#### To do
Using the listing that follows, report how many lines include the word "plastic", and add no other words.

#### Supplied material
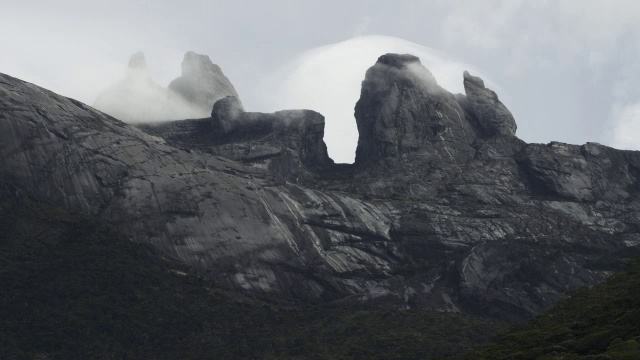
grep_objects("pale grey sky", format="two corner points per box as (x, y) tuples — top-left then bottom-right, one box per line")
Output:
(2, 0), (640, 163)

---

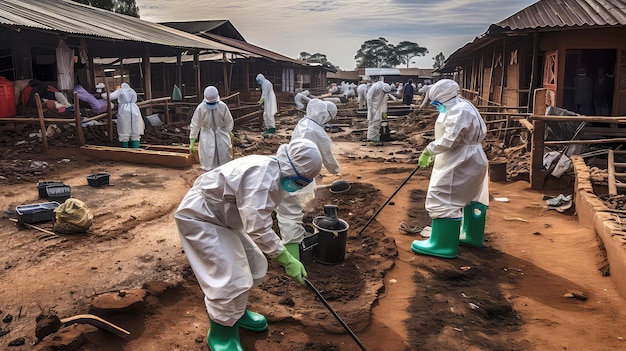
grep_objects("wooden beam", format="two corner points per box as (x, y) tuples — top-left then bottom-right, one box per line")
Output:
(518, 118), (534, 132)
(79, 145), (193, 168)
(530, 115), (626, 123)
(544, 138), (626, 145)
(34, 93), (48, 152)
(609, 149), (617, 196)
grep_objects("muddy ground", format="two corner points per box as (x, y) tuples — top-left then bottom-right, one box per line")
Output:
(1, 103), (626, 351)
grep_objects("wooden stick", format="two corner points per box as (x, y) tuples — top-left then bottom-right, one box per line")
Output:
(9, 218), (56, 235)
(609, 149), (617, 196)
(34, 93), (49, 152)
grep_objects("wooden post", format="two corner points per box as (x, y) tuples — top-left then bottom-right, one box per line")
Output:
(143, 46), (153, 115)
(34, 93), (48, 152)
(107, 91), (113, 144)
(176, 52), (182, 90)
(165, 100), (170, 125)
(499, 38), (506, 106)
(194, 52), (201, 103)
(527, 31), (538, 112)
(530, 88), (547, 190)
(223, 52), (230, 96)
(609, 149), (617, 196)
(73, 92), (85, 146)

...

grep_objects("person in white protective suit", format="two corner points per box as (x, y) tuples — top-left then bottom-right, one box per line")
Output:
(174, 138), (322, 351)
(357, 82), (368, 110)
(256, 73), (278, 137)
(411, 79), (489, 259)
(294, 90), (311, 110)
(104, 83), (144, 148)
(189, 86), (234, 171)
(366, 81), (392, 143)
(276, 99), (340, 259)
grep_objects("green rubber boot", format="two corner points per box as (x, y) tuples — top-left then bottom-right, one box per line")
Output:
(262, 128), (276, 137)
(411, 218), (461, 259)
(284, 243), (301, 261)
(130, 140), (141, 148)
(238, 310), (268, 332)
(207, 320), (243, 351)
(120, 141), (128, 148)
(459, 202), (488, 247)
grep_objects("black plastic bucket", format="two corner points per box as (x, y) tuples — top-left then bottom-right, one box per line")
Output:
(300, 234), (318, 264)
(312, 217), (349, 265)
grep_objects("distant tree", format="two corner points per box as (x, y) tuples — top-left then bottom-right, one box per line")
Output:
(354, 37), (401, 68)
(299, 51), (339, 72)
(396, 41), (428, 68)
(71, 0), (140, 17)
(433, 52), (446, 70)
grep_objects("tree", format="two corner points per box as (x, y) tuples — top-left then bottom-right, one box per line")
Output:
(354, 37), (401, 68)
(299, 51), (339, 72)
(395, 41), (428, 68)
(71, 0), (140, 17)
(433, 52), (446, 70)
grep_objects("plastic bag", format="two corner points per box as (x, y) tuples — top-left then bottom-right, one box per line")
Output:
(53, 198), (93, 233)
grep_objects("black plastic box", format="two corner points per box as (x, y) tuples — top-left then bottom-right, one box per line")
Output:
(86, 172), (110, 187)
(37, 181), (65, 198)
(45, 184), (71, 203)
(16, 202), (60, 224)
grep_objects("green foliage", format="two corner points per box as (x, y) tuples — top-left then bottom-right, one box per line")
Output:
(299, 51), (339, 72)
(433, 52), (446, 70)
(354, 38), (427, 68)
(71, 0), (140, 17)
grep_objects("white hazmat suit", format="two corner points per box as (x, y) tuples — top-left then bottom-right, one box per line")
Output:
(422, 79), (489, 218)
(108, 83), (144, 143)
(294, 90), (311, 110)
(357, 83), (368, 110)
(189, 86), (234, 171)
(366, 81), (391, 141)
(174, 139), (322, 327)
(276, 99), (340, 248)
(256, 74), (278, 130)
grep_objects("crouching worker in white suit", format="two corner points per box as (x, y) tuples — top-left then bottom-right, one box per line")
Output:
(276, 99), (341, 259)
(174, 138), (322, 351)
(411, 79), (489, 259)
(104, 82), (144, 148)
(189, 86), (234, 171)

#### Exercise response
3